### Information supplied
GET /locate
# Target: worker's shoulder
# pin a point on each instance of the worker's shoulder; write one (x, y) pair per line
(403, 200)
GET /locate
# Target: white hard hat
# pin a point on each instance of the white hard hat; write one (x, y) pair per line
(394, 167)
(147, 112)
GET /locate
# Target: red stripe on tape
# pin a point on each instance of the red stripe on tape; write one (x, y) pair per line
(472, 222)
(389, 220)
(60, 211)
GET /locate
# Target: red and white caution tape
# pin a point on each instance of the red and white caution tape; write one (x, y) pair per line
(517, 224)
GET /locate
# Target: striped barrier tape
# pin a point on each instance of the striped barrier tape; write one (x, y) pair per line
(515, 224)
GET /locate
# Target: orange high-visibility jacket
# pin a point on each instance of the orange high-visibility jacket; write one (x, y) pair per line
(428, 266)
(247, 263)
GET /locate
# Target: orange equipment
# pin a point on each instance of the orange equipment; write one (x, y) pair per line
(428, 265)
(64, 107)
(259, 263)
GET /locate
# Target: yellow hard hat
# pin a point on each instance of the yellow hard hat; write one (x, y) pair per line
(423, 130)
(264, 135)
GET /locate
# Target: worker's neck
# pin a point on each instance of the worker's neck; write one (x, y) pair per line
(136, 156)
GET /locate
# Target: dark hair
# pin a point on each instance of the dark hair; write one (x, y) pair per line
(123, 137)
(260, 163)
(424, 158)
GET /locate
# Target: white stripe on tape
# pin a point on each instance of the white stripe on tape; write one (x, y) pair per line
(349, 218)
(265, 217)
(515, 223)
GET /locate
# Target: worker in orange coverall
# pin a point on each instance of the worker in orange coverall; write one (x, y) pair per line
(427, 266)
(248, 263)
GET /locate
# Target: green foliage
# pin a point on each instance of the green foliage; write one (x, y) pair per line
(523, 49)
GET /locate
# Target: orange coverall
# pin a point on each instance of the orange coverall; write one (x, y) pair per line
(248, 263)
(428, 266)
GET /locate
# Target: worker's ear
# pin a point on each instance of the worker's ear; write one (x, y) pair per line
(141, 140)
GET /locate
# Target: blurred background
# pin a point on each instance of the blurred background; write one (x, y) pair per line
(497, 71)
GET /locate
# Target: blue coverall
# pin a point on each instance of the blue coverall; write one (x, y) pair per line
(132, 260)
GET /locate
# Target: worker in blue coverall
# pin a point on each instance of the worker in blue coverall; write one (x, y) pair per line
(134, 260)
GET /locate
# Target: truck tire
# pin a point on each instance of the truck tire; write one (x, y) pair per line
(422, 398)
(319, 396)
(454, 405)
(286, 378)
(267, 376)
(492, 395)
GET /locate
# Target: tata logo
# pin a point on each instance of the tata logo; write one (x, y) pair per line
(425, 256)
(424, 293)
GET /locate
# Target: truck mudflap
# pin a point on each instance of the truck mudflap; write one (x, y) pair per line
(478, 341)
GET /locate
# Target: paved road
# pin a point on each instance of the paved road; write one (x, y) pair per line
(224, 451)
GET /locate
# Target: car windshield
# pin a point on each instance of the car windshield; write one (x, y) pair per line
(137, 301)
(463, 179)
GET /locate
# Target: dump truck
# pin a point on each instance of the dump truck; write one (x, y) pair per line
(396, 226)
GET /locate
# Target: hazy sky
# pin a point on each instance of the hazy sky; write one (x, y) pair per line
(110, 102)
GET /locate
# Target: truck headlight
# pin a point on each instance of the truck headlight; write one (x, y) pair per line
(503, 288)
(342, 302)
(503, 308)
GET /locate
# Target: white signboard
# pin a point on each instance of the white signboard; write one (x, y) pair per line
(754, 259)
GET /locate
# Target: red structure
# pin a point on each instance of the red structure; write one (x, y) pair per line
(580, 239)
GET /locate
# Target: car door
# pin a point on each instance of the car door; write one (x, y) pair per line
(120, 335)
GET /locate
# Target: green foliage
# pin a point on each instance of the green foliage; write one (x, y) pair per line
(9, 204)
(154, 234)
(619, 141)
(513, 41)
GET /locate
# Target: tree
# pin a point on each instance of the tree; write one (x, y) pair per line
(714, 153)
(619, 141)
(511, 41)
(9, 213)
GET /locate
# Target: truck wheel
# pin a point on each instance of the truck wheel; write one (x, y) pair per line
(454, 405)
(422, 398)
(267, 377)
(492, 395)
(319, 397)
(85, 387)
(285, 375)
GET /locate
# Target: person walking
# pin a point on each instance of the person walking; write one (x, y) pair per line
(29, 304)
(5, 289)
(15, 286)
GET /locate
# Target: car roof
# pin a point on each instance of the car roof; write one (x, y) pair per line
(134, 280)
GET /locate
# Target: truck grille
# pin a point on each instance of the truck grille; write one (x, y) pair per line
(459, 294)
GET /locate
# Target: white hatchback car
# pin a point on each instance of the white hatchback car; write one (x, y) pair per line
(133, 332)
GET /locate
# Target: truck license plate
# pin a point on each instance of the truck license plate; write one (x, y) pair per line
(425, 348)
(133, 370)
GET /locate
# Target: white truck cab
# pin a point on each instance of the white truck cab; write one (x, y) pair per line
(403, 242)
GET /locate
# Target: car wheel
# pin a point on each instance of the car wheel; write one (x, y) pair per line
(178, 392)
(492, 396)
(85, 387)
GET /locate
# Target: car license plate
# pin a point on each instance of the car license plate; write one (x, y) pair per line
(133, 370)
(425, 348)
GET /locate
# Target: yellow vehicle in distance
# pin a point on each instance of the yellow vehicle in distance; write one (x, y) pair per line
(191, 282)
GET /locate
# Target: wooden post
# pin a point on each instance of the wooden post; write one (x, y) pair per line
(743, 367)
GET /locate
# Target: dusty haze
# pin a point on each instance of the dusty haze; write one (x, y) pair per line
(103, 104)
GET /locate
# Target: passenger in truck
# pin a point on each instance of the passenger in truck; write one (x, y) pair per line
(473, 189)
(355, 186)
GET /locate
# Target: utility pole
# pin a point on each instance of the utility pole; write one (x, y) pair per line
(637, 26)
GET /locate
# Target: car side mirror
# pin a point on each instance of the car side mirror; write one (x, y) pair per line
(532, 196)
######
• **Description of the task**: Would you return each entry exactly as it reads?

• **Response area**:
GET /locate
# Target: worker's shoulder
# pin a point on each instance of the worker's shoulder; write one (x, y) pair per line
(403, 200)
GET /locate
# Target: white hard hat
# pin a point on each instance of the white hard hat; write one (x, y) pair per line
(394, 167)
(147, 112)
GET /locate
# Target: red stripe on tape
# pin a point on each instance of the red stripe on tape; write one (x, y) pair per line
(472, 222)
(389, 220)
(60, 211)
GET /locate
# Target: red and white caution tape
# pin a point on each instance of the red and white caution tape; write one (x, y) pair per line
(517, 224)
GET /locate
# Target: striped barrier tape
# pin a point on each instance of the striped barrier tape; write one (x, y) pair per line
(515, 224)
GET /locate
# Target: orange high-visibility jacket
# pin a point on each instance of the orange high-visibility jacket; write one (x, y) pair per line
(428, 266)
(247, 263)
GET /locate
# Target: orange equipment
# pin a point on each instance of the orange equipment; write one (x, y) pair per line
(428, 265)
(64, 107)
(259, 263)
GET /locate
# Target: yellow hard hat
# pin a point on each instance of the yellow hard hat; write one (x, y) pair per line
(423, 130)
(264, 135)
GET /locate
# Target: worker's neck
# pin a point on each instance of the worker's neck; write one (x, y) pair per line
(136, 156)
GET /locate
# Target: dark hair
# pin a point on each instance of the dark hair; write one (x, y) pair per line
(123, 137)
(260, 163)
(424, 158)
GET /locate
# Target: white stripe on tape
# pin a point on each instance of the white stripe on tape; write one (x, y) pair per line
(349, 218)
(265, 217)
(515, 223)
GET /locate
# Target: worker in orange coverall
# pin a point on each instance of the worker in orange coverall; write one (x, y) pair per line
(427, 266)
(248, 263)
GET /locate
# Target: green foliage
# pin a point on each instance of the green foliage; write one (x, y) pair per line
(523, 49)
GET /locate
# Target: orange coverall
# pin a point on each instance of the orange coverall; write one (x, y) pair per line
(248, 263)
(428, 266)
GET /locate
# Target: worker's ear
# pin a point on each instance of the worker's ear; write one (x, y) pair per line
(141, 140)
GET /locate
# Target: blurred background
# pin a point on each instance of the blurred background; write one (x, y) pair per line
(497, 71)
GET /locate
# Target: blue coverall
# pin a point on each instance of the blue coverall; write one (x, y) pair per line
(132, 260)
GET /locate
# Target: worker in blue coverall
# pin a point on each instance of the worker in blue coverall; write one (x, y) pair per line
(134, 260)
GET /locate
# Target: truck tire
# pin a point on each instance of the truck tire; write one (x, y) pair per line
(422, 398)
(319, 396)
(454, 405)
(286, 378)
(267, 376)
(492, 395)
GET /locate
# Target: tata logo
# pin a point on each instance of the tata logo; write one (x, y) pair per line
(425, 256)
(424, 293)
GET /locate
# Target: truck mudflap
# pin a point on each instance of the truck mudflap; write one (x, y) pair per line
(478, 341)
GET /locate
# Target: paved road
# pin a point on each instance of the paved road; write one (x, y) pair per line
(224, 451)
GET /locate
# Target: car windshield
# pin a point on each instance of the car windshield; write one (x, y) pair per line
(137, 301)
(463, 179)
GET /locate
# Target: dump truck
# pin a point on each instance of the dump truck; write one (x, y) pair per line
(396, 226)
GET /locate
# Target: hazy sky
# pin a point on each instance of the hazy sky; write one (x, y) pair per line
(110, 102)
GET /locate
# Target: truck headlight
# pin a point on each instance of the truck headlight; write one (x, y) pair per line
(503, 288)
(342, 302)
(503, 308)
GET /locate
# Target: white signboard
# pin a point on each instance of the white signboard; write one (x, y) pair per line
(754, 259)
GET /locate
# Target: red structure
# pin a point on each instance of the red structure; write one (x, y) pair per line
(580, 239)
GET /locate
# Target: car door
# pin a point on each instance of the car door; write one (x, y) pair per line
(120, 335)
GET /locate
# Target: green foliage
# pin a point on each instance of the green foliage; write one (x, y) pair per line
(9, 204)
(154, 234)
(619, 141)
(513, 41)
GET /locate
# Target: tree
# pin a point on each instance of the tree; write one (x, y) pair per line
(714, 153)
(619, 141)
(511, 41)
(9, 213)
GET /locate
# Target: truck wheel
# pin a point on each instance of the truck wheel; write one (x, y) pair per line
(454, 405)
(422, 398)
(267, 377)
(492, 395)
(319, 397)
(85, 387)
(285, 375)
GET /locate
# Target: person walking
# pin a point on each instance of the person walking; write one (x, y) pair per line
(29, 304)
(5, 289)
(15, 286)
GET /locate
# Target: car roof
# pin a point on each instance of the car roof; write one (x, y) pair per line
(134, 280)
GET /locate
# Target: truck grille
# pin a point on each instance of the truck grille; write one (x, y) pair per line
(459, 294)
GET /locate
# Target: white hatchback car
# pin a point on each instance of the white hatchback car; write one (x, y) pair per line
(133, 332)
GET /locate
# Target: truck license plate
# pin a point on each instance of the truck license plate; write one (x, y) pair per line
(425, 348)
(133, 370)
GET /locate
# Target: white truck cab
# pin a point on each instance of the white truck cab; write one (x, y) pair per line
(403, 242)
GET /locate
# Target: car wheel
# pin a point on each instance of the car wheel; write one (x, y) pair per line
(178, 392)
(492, 396)
(85, 387)
GET /locate
# Target: car license plate
# pin a point on each instance of the car license plate; write one (x, y) pair per line
(133, 370)
(425, 348)
GET /locate
# Target: yellow vehicle in distance
# pin a point on each instance of the yellow vehicle in distance; write one (x, y) pair per line
(191, 282)
GET /locate
# Target: wooden post
# pin a point on each instance of the wooden post; write one (x, y) pair per line
(743, 367)
GET /locate
# Target: dusty haze
# pin a point on each instance of the dusty haze; write one (x, y) pair per line
(103, 104)
GET /locate
# Target: passenger in truck
# pin a point on each instance of the passenger in truck; write one (x, y) pair per line
(473, 189)
(355, 186)
GET /locate
# Target: utility pole
# pin a point on each instance of the utility pole; write one (x, y) pair per line
(637, 26)
GET /locate
# Target: car side mirror
# pin a point on each instance of the car side mirror; write one (x, y) pair per line
(532, 196)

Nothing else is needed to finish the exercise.